* Document passage

The displayed adult penis, so evident in the work of Michelangelo, for example, is also a sign of redemption here, for if the sin of Adam resulted in the shame of the genitals (pudendum was a traditional term for the female genitals and meant literally "to be ashamed of"), then Christ's redemption must have removed that same shame and returned humanity to the sexual innocence before the fall. Unlike the Dionysian phallus as organ of fertility, however, Christ's penis is controlled and continent, since there is no longer any need of procreation after his victory over death, the latter being, within the Christian imagination, the result of sin. The Christian phallus, then, is a symbol of anti-death, but in a different key than that of Dionysius and the Greek phallus of fertility and life.
As with classicists embarrassed by Greek ceramics and phallic texts, Christian post-Renaissance culture would become ashamed of this redemptive shamelessness and would paint or sculpt tunics over the god-man's penis or simply lock the images away. Once again, the male member could not be mentioned, much less openly depicted in public art. A certain Bowdlerism ensued, perhaps most dramatically displayed by Pope Paul IV, who "castrated" the antique statues of Rome by literally chopping off their penises.

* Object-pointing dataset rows
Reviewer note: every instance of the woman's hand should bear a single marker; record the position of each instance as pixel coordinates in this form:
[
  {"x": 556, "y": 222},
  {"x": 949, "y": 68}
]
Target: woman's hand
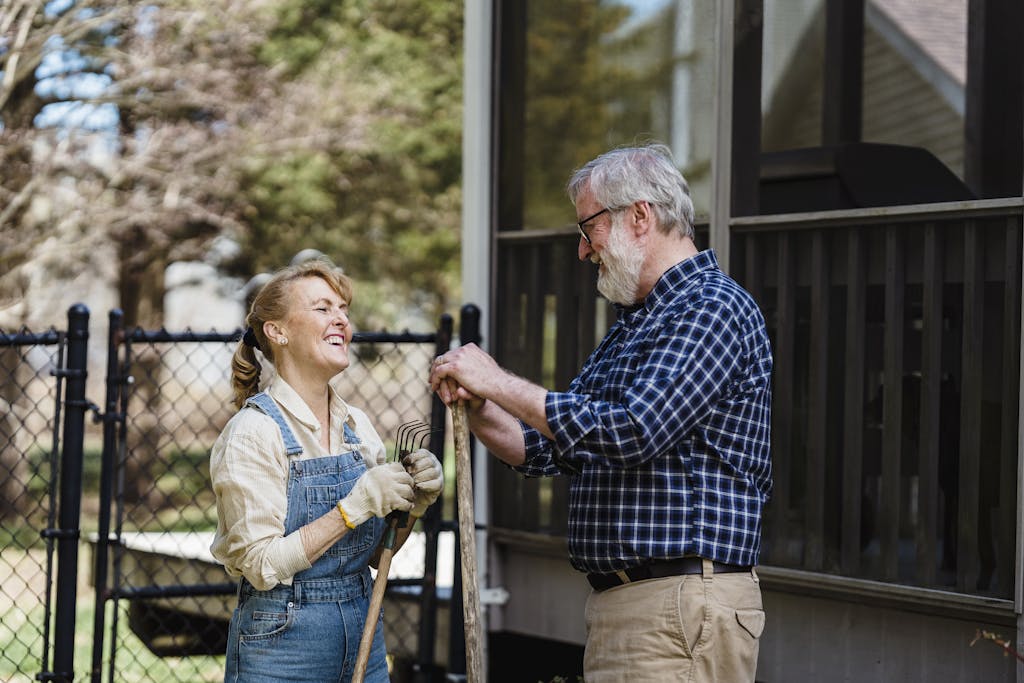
[{"x": 378, "y": 492}]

* Exercise prompt
From the passage on the phallus in Christian art, reproduce word for word the portion starting with "As with classicists" and going on through "off their penises.".

* Answer to the problem
As with classicists embarrassed by Greek ceramics and phallic texts, Christian post-Renaissance culture would become ashamed of this redemptive shamelessness and would paint or sculpt tunics over the god-man's penis or simply lock the images away. Once again, the male member could not be mentioned, much less openly depicted in public art. A certain Bowdlerism ensued, perhaps most dramatically displayed by Pope Paul IV, who "castrated" the antique statues of Rome by literally chopping off their penises.